(Coordinate annotation entries)
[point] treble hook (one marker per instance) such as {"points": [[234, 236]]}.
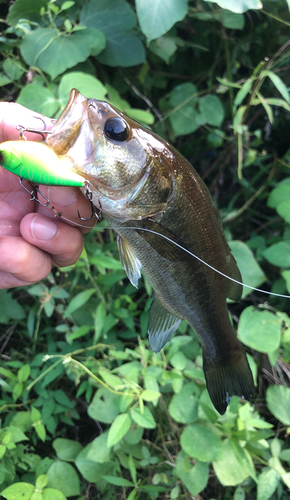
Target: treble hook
{"points": [[89, 196], [33, 194], [22, 129]]}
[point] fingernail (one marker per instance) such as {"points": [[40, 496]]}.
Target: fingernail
{"points": [[64, 196], [43, 229]]}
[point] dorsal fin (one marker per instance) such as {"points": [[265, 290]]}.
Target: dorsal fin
{"points": [[162, 324]]}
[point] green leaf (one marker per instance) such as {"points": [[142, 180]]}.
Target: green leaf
{"points": [[283, 209], [24, 373], [144, 419], [278, 254], [82, 331], [267, 484], [156, 17], [118, 481], [211, 110], [63, 477], [163, 47], [52, 494], [124, 49], [97, 450], [260, 330], [17, 491], [238, 6], [9, 307], [230, 470], [38, 99], [41, 481], [78, 301], [232, 21], [103, 407], [280, 194], [285, 455], [116, 20], [194, 477], [200, 442], [92, 471], [149, 395], [183, 405], [25, 9], [278, 402], [279, 84], [119, 428], [251, 272], [100, 316], [66, 449], [88, 85], [243, 92], [55, 52]]}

**Exercise task:** Rewrite the lines of the material from the line containing "[point] green leaf" through its end, shifting every coordinate in the answers by -73.

**Task solution:**
[point] green leaf (one marker per instance) such as {"points": [[142, 180]]}.
Target: green leaf
{"points": [[210, 136], [-49, 300], [71, 346], [205, 181], [9, 258], [194, 411], [83, -56], [45, 408], [138, 37], [-10, 404], [90, -26], [-21, 421], [51, -24], [24, 377], [187, 257], [-56, 418], [165, -67], [-64, 234], [157, 397], [-35, 26], [-32, 408], [5, 228], [159, -52], [30, 334], [207, 121], [212, 382], [43, -53], [121, 404], [127, 369], [19, 398], [76, 322], [110, 332], [-48, -64], [205, 329], [206, 11], [46, 355], [178, 199], [27, 243], [-7, 376], [15, 12], [170, 19], [-18, -21]]}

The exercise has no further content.